**** Information given ****
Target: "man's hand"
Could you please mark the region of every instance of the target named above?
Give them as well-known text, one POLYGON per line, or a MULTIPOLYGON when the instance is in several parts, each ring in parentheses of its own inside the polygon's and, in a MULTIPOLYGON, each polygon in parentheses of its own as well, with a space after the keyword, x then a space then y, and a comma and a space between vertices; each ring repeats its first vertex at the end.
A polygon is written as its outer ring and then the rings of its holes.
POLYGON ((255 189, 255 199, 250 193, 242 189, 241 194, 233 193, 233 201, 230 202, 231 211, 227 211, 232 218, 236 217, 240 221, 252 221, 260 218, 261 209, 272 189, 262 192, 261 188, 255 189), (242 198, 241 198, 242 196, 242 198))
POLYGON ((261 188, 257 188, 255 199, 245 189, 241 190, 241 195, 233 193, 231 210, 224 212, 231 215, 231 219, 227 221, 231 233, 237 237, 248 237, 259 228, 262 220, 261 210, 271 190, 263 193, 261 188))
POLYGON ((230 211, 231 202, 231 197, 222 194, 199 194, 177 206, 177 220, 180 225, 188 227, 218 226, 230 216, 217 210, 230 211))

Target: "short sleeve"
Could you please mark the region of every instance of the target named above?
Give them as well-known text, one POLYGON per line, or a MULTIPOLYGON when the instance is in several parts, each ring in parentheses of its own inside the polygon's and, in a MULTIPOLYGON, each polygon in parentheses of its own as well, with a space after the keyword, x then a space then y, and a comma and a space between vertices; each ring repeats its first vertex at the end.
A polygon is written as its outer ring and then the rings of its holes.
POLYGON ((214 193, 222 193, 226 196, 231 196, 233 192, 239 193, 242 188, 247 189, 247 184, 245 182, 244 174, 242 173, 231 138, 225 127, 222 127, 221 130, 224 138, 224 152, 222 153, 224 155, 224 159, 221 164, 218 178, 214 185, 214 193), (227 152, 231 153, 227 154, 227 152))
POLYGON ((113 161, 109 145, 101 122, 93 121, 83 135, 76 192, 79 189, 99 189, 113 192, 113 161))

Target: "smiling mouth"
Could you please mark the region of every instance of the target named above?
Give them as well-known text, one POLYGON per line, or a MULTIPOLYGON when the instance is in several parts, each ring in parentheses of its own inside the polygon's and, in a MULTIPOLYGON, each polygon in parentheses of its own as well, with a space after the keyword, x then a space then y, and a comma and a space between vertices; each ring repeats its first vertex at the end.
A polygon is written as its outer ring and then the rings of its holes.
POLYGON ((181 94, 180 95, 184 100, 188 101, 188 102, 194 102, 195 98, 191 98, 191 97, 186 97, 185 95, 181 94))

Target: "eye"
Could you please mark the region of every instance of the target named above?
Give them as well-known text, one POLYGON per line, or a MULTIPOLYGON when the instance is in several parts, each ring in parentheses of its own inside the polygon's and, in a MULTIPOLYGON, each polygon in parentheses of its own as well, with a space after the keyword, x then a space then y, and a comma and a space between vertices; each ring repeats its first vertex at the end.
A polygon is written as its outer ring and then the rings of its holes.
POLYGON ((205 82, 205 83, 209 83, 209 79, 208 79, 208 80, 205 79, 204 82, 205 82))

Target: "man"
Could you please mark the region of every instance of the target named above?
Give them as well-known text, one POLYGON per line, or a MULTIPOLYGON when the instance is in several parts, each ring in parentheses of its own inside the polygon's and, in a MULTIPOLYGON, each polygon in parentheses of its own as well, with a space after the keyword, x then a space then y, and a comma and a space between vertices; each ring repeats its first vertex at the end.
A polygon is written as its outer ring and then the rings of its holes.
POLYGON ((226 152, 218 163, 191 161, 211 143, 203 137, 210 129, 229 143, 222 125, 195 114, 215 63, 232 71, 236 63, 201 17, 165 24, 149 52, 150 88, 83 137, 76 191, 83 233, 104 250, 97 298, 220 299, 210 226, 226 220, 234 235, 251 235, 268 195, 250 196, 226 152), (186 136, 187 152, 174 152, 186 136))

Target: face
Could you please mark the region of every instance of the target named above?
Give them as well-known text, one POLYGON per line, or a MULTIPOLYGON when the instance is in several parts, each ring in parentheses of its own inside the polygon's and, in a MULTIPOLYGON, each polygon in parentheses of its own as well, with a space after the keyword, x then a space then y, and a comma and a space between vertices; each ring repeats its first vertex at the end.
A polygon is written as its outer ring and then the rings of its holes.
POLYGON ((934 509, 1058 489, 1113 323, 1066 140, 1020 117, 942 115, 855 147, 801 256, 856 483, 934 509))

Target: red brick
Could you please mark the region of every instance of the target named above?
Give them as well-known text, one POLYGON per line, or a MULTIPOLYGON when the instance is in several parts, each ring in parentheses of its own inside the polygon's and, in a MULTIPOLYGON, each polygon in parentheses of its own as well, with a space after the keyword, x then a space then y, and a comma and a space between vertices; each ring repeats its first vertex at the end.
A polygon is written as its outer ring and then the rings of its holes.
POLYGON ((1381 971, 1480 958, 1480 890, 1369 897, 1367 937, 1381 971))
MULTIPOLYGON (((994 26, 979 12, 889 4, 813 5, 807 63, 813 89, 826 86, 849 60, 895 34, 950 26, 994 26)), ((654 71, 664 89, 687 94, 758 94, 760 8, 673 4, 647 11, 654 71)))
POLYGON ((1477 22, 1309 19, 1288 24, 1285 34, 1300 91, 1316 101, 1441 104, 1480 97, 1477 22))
****
• _Your instructions_
All the records above need to be output exactly, with none omitted.

• _Task answer_
Target: "man's hand"
Could you please mark the region of every instance of the target named above?
Give them as well-known text, one POLYGON per line, or a MULTIPOLYGON when the instance is in several parts, each ring in parentheses of its own inside the polygon's and, in a MULTIPOLYGON, each polygon in parentheses of its own as well, with a space after the keyword, x then a space then y, and a comma and a space between vertices; each ring repeats its first vertex at the end.
A polygon is written as its outer ring and then the rings of its holes.
POLYGON ((255 189, 255 199, 250 193, 242 189, 241 194, 233 193, 233 201, 230 202, 231 211, 227 211, 232 218, 236 217, 240 221, 252 221, 260 218, 261 209, 272 189, 262 192, 261 188, 255 189), (242 198, 241 198, 242 196, 242 198))
POLYGON ((261 188, 257 188, 255 199, 245 189, 241 190, 241 195, 233 193, 231 210, 224 212, 231 215, 231 219, 227 221, 231 233, 237 237, 248 237, 259 228, 262 220, 261 210, 271 190, 263 193, 261 188))
POLYGON ((230 211, 231 202, 231 197, 222 194, 199 194, 177 206, 177 220, 180 225, 188 227, 218 226, 230 216, 217 210, 230 211))

Target: "short sleeve"
Could you please mark the region of every instance of the target named above?
Give them as well-known text, one POLYGON per line, or a MULTIPOLYGON when the instance is in several parts, each ring in parentheses of its own inside the polygon's and, in a MULTIPOLYGON, each polygon in parentheses of its own as well, with a space after the keyword, x then a space then y, and a comma and a space between vertices; each ring repeats its first vertex at the end.
A polygon is written as its outer ring and then the rings of its holes.
POLYGON ((214 193, 222 193, 226 196, 231 196, 233 192, 239 193, 242 188, 247 189, 247 184, 245 182, 244 174, 242 173, 231 138, 225 127, 222 127, 221 130, 224 138, 224 152, 222 153, 224 155, 224 159, 221 164, 218 178, 214 185, 214 193), (227 152, 231 153, 227 154, 227 152))
POLYGON ((113 161, 109 145, 101 122, 93 121, 83 135, 76 192, 79 189, 99 189, 113 192, 113 161))

Target: "smiling mouth"
Could you please mark the region of every instance of the target named above?
Give them as well-known text, one POLYGON per line, or a MULTIPOLYGON when the instance is in several parts, each ring in parentheses of its own inside the polygon's and, in a MULTIPOLYGON, each polygon in parentheses of its own as well, with a space after the keyword, x then a space then y, and a comma and a space between vertices; each ring repeats its first vertex at the end.
A polygon is written as its outer ring and then the rings of its holes.
POLYGON ((181 94, 180 95, 184 100, 188 101, 188 102, 194 102, 195 98, 191 98, 191 97, 186 97, 185 95, 181 94))

Target: "eye"
Could you please mark the region of every instance of the target named above?
Give them as well-known text, one POLYGON per line, or a MULTIPOLYGON when the instance is in several parts, each ring in parentheses of its own inside the polygon's and, in a MULTIPOLYGON, each polygon in parentheses of its own as well, with a space after the keyword, x then a space then y, and a comma and a space between vertices; each ring repeats its first vertex at the end.
A polygon is written as its outer ring and then the rings of its holes.
POLYGON ((205 82, 205 83, 209 83, 209 79, 208 79, 208 80, 205 79, 204 82, 205 82))

Target: "man"
Could you please mark the region of every instance of the target named above?
Give them as well-known text, one POLYGON per line, or a MULTIPOLYGON when the instance is in several parts, each ring in parentheses of its own inside the polygon's and, in a MULTIPOLYGON, each polygon in parentheses of its own as well, with a space after the keyword, x then a space then y, and a comma and a space between vertices; each ring repeats its first vertex at the end.
A polygon is written as its outer ring and then the rings of its holes.
POLYGON ((226 152, 218 163, 191 161, 211 143, 203 137, 210 129, 229 143, 222 125, 195 114, 215 63, 232 71, 236 63, 201 17, 165 24, 149 52, 150 88, 83 137, 76 191, 83 233, 104 250, 97 298, 220 299, 210 226, 226 220, 234 235, 251 235, 268 195, 250 196, 226 152), (186 136, 187 152, 174 152, 186 136))

Target: face
Could you please mark the region of every instance of the target named above?
Give them as well-known text, one POLYGON per line, or a MULTIPOLYGON when the instance is in several parts, each ring in parentheses of its own inside the polygon's and, in a MULTIPOLYGON, each polygon in parentheses of its own as well, with a space after the keyword, x then a space then y, and a comma and a space between vertices; each ring repeats its first vertex at the end.
A polygon is written as its outer ring and then the rings of its holes.
POLYGON ((934 509, 1058 489, 1113 323, 1066 140, 1020 117, 942 115, 855 147, 801 256, 856 483, 934 509))

Target: red brick
Could you please mark the region of every instance of the target named above?
Give them as well-known text, one POLYGON per line, or a MULTIPOLYGON when the instance is in several parts, each ring in parentheses of its own inside the polygon's and, in a MULTIPOLYGON, each polygon in parentheses of its own as well, with a space after the keyword, x then a space then y, and a comma and a space between vertices; each ring repeats its first vertex at the end.
A polygon is written as its outer ring and then the rings of its holes.
POLYGON ((1381 971, 1480 958, 1480 890, 1369 897, 1367 937, 1381 971))
MULTIPOLYGON (((994 26, 979 12, 889 4, 813 5, 807 63, 813 89, 826 86, 849 60, 895 34, 950 26, 994 26)), ((654 71, 664 89, 687 94, 758 94, 760 8, 673 4, 647 11, 654 71)))
POLYGON ((1477 22, 1309 19, 1288 24, 1285 34, 1300 91, 1316 101, 1441 104, 1480 97, 1477 22))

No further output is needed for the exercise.